Find the line containing "The call MUST return, for every instance of the player holding" in the material below; copy that line and all following lines exactly.

━━━━━ Supplied records

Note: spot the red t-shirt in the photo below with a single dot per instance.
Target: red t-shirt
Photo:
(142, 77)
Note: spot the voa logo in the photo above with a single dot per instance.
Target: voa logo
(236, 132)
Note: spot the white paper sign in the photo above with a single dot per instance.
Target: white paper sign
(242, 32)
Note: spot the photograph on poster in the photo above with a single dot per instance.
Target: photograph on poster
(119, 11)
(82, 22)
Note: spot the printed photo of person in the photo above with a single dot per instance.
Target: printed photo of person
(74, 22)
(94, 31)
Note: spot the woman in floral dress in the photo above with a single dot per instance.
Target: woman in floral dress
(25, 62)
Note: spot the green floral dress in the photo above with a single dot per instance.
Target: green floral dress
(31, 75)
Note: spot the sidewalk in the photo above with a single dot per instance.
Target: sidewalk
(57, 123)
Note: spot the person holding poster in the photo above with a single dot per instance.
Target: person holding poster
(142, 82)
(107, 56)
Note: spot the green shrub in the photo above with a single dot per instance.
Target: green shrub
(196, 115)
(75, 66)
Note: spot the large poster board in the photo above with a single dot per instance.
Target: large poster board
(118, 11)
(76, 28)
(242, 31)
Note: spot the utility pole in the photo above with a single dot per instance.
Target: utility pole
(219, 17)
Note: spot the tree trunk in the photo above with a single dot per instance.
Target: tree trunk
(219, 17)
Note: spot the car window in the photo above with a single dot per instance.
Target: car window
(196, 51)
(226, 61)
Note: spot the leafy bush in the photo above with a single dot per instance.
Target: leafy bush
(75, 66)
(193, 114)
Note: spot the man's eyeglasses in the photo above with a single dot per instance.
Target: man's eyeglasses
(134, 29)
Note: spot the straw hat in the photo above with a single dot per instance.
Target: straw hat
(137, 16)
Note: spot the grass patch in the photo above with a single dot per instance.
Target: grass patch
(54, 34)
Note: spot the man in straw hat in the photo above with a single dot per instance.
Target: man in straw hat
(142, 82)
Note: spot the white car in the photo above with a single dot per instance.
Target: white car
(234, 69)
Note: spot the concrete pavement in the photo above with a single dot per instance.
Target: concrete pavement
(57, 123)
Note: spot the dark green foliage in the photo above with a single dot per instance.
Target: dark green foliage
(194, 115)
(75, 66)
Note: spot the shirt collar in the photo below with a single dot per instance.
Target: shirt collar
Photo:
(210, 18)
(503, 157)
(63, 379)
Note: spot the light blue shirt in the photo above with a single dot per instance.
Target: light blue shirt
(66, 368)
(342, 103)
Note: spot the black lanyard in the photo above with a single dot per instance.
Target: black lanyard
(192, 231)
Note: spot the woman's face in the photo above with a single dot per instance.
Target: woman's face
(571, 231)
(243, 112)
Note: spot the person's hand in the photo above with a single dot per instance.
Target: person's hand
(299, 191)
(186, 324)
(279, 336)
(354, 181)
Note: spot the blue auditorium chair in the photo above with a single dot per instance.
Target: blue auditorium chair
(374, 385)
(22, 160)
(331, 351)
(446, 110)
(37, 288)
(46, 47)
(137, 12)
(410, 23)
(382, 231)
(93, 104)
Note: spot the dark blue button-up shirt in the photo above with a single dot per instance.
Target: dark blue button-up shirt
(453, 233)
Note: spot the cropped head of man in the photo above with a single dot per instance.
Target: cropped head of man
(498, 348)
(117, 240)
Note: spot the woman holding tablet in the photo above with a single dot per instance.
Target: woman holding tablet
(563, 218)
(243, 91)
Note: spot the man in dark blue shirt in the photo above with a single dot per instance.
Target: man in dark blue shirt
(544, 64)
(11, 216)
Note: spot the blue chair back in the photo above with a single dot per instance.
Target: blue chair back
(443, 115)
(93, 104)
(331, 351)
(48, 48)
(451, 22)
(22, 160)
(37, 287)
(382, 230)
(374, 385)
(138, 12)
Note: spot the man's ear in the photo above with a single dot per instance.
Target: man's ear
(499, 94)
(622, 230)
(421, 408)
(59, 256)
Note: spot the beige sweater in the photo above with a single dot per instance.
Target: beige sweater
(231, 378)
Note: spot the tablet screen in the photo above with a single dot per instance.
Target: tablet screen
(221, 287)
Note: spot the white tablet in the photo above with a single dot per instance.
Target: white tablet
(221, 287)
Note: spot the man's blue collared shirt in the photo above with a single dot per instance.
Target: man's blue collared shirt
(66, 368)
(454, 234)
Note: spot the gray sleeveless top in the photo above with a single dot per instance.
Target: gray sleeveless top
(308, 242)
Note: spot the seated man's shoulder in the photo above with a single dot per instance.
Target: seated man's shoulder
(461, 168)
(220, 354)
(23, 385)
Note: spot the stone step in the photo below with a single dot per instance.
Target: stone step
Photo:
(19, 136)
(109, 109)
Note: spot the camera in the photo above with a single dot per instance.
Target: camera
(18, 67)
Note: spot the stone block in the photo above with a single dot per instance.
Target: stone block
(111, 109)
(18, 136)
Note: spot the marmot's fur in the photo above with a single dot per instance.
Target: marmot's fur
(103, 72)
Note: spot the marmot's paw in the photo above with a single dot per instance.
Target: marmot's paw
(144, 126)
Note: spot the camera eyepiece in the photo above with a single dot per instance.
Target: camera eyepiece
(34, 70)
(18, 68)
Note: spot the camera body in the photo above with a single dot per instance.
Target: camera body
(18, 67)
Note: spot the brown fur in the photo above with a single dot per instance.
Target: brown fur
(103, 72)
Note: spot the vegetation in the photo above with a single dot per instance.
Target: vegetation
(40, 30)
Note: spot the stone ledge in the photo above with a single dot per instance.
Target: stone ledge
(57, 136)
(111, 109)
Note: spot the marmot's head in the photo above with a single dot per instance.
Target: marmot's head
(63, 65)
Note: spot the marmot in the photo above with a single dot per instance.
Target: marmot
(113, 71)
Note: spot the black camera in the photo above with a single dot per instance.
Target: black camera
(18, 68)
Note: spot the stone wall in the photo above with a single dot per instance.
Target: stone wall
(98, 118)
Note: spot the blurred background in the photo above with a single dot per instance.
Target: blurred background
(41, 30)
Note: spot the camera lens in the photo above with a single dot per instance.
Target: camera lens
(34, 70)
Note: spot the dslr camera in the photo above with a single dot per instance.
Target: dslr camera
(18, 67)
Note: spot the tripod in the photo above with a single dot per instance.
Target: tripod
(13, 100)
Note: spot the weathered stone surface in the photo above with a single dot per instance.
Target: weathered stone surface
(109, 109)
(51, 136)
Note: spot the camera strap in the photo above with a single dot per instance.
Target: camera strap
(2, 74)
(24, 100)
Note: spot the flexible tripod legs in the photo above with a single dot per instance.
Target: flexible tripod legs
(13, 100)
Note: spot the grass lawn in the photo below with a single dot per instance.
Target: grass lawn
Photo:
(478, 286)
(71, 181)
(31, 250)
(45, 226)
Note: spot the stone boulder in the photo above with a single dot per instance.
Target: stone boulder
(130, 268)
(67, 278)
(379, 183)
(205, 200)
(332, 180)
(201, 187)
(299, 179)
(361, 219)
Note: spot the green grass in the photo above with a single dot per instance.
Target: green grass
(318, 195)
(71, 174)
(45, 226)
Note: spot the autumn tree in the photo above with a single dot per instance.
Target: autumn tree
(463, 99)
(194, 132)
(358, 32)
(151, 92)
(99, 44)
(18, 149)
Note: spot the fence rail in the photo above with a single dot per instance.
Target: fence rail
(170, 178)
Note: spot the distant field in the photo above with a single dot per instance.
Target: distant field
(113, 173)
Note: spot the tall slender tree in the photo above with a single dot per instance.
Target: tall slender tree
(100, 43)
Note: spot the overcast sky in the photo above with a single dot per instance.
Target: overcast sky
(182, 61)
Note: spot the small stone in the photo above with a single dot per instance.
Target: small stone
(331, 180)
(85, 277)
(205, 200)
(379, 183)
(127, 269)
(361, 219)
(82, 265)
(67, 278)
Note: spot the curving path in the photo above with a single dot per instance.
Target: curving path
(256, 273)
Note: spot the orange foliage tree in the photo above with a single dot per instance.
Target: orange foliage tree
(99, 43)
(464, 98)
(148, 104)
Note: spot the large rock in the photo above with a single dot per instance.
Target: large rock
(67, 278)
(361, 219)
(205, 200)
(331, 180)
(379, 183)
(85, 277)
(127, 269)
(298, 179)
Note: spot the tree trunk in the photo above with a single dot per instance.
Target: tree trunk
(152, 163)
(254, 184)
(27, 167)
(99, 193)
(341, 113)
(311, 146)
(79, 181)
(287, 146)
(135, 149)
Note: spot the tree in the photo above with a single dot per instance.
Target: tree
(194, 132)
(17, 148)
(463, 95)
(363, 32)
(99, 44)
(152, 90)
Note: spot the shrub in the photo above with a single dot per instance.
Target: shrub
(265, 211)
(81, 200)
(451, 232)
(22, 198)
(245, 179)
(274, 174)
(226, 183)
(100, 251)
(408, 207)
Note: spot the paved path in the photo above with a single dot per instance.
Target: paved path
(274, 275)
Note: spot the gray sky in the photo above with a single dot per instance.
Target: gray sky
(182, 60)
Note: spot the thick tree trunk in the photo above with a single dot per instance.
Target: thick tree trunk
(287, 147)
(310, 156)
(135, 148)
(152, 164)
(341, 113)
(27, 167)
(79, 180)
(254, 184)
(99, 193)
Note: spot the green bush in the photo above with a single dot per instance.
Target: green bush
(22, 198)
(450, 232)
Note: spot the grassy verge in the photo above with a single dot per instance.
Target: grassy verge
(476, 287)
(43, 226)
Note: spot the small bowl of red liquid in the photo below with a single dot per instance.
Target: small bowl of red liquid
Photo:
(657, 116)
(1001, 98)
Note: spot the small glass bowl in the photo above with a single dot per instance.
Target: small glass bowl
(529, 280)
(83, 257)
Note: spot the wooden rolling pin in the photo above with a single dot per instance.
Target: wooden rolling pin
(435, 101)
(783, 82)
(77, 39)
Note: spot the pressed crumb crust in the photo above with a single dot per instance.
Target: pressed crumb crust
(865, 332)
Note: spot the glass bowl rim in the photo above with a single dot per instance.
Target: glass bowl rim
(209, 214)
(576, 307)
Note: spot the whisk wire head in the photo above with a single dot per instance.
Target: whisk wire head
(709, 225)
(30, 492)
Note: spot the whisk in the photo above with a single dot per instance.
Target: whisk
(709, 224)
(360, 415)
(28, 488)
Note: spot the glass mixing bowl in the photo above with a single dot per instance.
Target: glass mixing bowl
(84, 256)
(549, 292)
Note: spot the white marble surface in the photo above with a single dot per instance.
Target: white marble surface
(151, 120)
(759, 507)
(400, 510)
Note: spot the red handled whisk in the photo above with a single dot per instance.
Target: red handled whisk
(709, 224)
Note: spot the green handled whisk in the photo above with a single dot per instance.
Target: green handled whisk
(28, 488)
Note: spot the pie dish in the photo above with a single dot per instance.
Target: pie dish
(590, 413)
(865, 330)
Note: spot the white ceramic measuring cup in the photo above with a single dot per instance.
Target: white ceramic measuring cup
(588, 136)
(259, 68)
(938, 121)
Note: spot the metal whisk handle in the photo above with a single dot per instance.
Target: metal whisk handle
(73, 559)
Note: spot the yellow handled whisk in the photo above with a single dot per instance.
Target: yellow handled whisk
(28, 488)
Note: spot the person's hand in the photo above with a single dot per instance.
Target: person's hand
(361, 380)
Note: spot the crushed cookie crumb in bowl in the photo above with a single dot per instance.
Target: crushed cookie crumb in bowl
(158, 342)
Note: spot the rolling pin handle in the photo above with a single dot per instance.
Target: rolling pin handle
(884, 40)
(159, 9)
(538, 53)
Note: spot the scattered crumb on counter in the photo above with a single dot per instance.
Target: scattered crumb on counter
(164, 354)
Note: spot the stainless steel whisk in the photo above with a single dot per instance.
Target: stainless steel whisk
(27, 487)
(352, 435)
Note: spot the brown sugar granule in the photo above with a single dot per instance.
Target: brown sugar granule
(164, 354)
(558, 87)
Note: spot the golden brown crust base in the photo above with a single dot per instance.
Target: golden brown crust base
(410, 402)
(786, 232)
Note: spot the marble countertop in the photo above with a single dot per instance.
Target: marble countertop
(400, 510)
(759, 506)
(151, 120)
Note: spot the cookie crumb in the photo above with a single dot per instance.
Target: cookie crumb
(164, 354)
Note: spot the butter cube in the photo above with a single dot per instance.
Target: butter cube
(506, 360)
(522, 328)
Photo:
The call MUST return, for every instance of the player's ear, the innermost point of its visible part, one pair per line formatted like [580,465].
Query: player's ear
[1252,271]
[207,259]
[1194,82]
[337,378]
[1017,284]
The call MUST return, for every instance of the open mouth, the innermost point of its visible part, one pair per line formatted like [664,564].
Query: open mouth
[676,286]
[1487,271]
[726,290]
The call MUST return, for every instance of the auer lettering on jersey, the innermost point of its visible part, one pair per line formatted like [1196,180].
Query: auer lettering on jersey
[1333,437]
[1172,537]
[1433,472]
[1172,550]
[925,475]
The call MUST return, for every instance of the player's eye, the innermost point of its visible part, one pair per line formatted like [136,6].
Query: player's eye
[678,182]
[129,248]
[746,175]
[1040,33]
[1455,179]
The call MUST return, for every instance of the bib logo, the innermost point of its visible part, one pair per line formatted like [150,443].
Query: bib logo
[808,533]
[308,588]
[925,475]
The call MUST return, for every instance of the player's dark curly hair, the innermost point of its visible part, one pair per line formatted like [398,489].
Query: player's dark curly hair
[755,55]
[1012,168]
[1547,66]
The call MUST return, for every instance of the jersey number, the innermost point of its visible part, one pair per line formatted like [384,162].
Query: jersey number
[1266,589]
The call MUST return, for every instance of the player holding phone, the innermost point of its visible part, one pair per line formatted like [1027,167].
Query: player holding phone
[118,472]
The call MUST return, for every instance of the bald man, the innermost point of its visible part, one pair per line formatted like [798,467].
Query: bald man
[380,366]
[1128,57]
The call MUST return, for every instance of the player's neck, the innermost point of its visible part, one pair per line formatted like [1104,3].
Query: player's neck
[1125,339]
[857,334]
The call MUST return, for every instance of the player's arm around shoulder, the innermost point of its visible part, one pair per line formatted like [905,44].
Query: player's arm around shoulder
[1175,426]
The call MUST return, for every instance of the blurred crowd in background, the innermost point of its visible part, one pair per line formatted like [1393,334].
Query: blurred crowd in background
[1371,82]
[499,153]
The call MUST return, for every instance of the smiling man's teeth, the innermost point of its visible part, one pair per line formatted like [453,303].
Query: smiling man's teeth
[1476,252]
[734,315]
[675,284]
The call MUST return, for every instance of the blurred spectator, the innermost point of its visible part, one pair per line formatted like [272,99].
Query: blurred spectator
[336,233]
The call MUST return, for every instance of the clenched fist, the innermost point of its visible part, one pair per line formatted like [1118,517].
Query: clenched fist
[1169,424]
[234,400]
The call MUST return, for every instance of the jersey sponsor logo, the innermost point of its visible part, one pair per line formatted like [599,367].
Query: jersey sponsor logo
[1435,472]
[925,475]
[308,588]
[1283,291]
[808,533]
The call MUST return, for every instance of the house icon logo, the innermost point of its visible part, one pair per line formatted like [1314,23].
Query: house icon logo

━━━━━━━━━━

Solution:
The call MUST return, for every instance of the player holding phone, the innermost point of its visible part, one pair per line formatted like [1027,167].
Query: player holding phone
[118,472]
The call MUST return, for every instance of the bald man, the innermost point of its visible part, one pair per line formatted like [798,467].
Query: bald man
[380,366]
[1128,57]
The call MUST return, for every instance of the player's neck, the innermost point of its visible part, one pair per line formatted like [1104,3].
Query: player's neck
[1125,339]
[857,334]
The call MUST return, for every instance of the player's arm around shoulder, the innermost point of its visible part, one pair per line formatted like [905,44].
Query: player's arm around shoulder
[1175,426]
The call MUST return, for every instance of the blurred crowd in background, the innermost point of its visible part, one pair per line formatted like [1393,334].
Query: blurred crowd in background
[1371,82]
[499,153]
The call MUST return, for every instance of the smiling man's teeth, the innermost point of its visible part, one pair per line formatted like [453,303].
Query: smiling man's teeth
[1476,252]
[734,315]
[675,284]
The call MUST return, for every instance of the blurred spectator, the innermost point of its visible part, one pair per line formatted like [272,99].
Query: blurred spectator
[336,233]
The call MUST return, for every instance of the clenched fist, the innermost point of its visible part, one pair per line formatted like [1118,517].
Query: clenched fist
[1169,424]
[234,400]
The call MUST return, for every instance of the jersey sponsor logo, the innermost point of its visible part, one pair per line formatted like [599,367].
Query: jersey sponsor logo
[1435,472]
[925,475]
[308,588]
[1283,291]
[808,533]
The call MUST return, for every instance of the house icon logo, the innermost point of its visible part, one pair per line formatted like [1314,23].
Query: house icon logo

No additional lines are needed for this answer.